Object point labels
____________________
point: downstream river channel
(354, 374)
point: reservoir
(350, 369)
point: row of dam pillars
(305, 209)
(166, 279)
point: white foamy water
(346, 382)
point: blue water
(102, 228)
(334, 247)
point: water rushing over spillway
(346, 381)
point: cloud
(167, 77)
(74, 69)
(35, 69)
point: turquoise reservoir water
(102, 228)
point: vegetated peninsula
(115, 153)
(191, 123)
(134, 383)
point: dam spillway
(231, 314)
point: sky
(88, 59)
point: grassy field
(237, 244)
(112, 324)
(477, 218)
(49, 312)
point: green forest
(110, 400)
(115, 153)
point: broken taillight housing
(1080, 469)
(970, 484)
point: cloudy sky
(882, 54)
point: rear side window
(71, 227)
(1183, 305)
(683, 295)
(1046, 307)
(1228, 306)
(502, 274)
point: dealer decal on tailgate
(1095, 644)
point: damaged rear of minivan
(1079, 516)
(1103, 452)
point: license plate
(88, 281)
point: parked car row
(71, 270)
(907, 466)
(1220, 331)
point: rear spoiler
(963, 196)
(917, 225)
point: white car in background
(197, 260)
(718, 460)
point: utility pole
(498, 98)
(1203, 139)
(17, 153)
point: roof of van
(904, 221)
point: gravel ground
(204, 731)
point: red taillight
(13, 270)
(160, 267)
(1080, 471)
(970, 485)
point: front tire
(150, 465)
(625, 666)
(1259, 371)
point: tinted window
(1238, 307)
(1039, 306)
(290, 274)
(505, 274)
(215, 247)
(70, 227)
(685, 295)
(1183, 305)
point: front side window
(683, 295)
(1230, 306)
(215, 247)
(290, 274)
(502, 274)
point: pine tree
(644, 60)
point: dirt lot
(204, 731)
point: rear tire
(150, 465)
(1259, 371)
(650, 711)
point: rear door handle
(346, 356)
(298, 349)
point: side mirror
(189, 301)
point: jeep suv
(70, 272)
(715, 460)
____________________
_The request_.
Copy the data without any changes, from the line with "point: green forest" up to and including the last line of the data.

_In response_.
point: green forest
(110, 400)
(115, 153)
point: broken taillight housing
(1080, 469)
(970, 484)
point: cloudy sky
(882, 54)
point: rear side window
(71, 227)
(1183, 305)
(683, 295)
(1046, 307)
(1228, 306)
(502, 274)
point: dealer decal on tailgate
(1095, 644)
point: damaged rear of minivan
(1079, 516)
(1103, 452)
point: license plate
(88, 281)
point: parked car row
(71, 270)
(907, 466)
(1220, 331)
point: rear spoiler
(963, 196)
(917, 225)
point: white car in background
(197, 260)
(718, 460)
point: utility pole
(498, 98)
(1203, 139)
(17, 153)
point: roof of van
(904, 221)
point: gravel ground
(204, 731)
point: red taillight
(13, 270)
(160, 267)
(1080, 471)
(970, 485)
point: front tire
(150, 465)
(625, 666)
(1259, 371)
point: tinted window
(1238, 307)
(1039, 306)
(290, 274)
(505, 274)
(215, 247)
(70, 227)
(685, 295)
(1183, 305)
point: front side window
(683, 295)
(1230, 306)
(215, 247)
(290, 274)
(502, 274)
point: pine tree
(644, 60)
point: dirt lot
(204, 731)
point: rear tire
(150, 465)
(1259, 371)
(650, 711)
point: rear door handle
(346, 356)
(298, 349)
point: side mirror
(189, 301)
point: jeep suv
(70, 272)
(715, 460)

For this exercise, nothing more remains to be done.